Exercise tasks:
1. Answer these questions about the DetupleInput change:
(a) What does the change description say to use?
(b) In which file is the LetPattern case no longer commented out?
(c) Which import replaces the wildcard import of purescala.ExprOps in DetupleInput.scala?
2. Pick up the DetupleInput change after its last shown line and continue it.

··· Text

Change reconstruction in DetupleInput

Use a LetPattern

Also reenable printing of LetPattern

src/main/scala/leon/purescala/PrettyPrinter.scala

@@ -392,11 +392,9 @@ class PrettyPrinter(opts: PrinterOptions,
               |}"""
         }
 
-      /*
       case LetPattern(p,s,rhs) =>
         p"""|val $p = $s
             |$rhs"""
-      */
 
       case MatchExpr(s, csc) =>
         optP {

src/main/scala/leon/synthesis/rules/DetupleInput.scala

@@ -8,8 +8,9 @@ import Witnesses.Hint
 import purescala.Expressions._
 import purescala.Common._
 import purescala.Types._
-import purescala.ExprOps._
+import purescala.ExprOps.simplePostTransform
 import purescala.Constructors._
+import purescala.Extractors.LetPattern
 
 /** Rule for detupling input variables, to be able to use their sub-expressions. For example, the input variable:
   * {{{d: Cons(head: Int, tail: List)}}}
@@ -31,28 +32,24 @@ case object DetupleInput extends NormalizingRule("Detuple In") {
      * into a list of fresh typed identifiers, the tuple of these new identifiers,
      * and the mapping of those identifiers to their respective expressions.

······
··· Data entries

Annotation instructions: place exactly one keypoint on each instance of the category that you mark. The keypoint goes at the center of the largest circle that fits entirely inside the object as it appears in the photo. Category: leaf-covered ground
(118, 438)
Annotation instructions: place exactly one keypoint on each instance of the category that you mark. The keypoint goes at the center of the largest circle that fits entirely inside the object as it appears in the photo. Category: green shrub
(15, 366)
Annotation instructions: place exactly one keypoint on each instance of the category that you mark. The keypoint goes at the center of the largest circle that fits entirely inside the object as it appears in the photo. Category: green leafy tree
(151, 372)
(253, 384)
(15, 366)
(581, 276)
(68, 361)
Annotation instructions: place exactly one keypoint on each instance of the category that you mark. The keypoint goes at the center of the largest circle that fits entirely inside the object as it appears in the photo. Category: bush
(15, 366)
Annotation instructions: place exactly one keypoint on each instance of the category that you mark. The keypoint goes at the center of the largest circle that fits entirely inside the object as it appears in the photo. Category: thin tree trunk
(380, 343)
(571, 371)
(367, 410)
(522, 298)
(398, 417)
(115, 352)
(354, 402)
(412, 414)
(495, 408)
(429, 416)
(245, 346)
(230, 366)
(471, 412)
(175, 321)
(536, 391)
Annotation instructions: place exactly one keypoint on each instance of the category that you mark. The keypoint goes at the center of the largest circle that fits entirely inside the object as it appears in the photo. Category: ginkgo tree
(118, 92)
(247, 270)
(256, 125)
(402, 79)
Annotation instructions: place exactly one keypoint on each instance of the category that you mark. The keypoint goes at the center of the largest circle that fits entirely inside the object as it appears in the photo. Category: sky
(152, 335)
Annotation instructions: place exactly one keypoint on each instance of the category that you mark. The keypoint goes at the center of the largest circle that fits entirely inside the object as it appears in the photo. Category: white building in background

······

Outputs in order:
1.
(a) A LetPattern
(b) src/main/scala/leon/purescala/PrettyPrinter.scala
(c) import purescala.ExprOps.simplePostTransform

2.
      */
-    def decompose(id: Identifier): (List[Identifier], Expr, Map[Identifier, Expr], Expr => Seq[Expr]) = id.getType match {
+    def decompose(id: Identifier): (List[Identifier], Expr, Expr => Seq[Expr]) = id.getType match {
       case cct @ CaseClassType(ccd, _) if !ccd.isAbstract =>
         val newIds = cct.fields.map{ vd => FreshIdentifier(vd.id.name, vd.getType, true) }
 
-        val map = (ccd.fields zip newIds).map{ case (vd, nid) => nid -> caseClassSelector(cct, Variable(id), vd.id) }.toMap
-
         val tMap: (Expr => Seq[Expr]) = {
           case CaseClass(ccd, fields) => fields
         }
 
-        (newIds.toList, CaseClass(cct, newIds.map(Variable)), map, tMap)
+        (newIds.toList, CaseClass(cct, newIds.map(Variable)), tMap)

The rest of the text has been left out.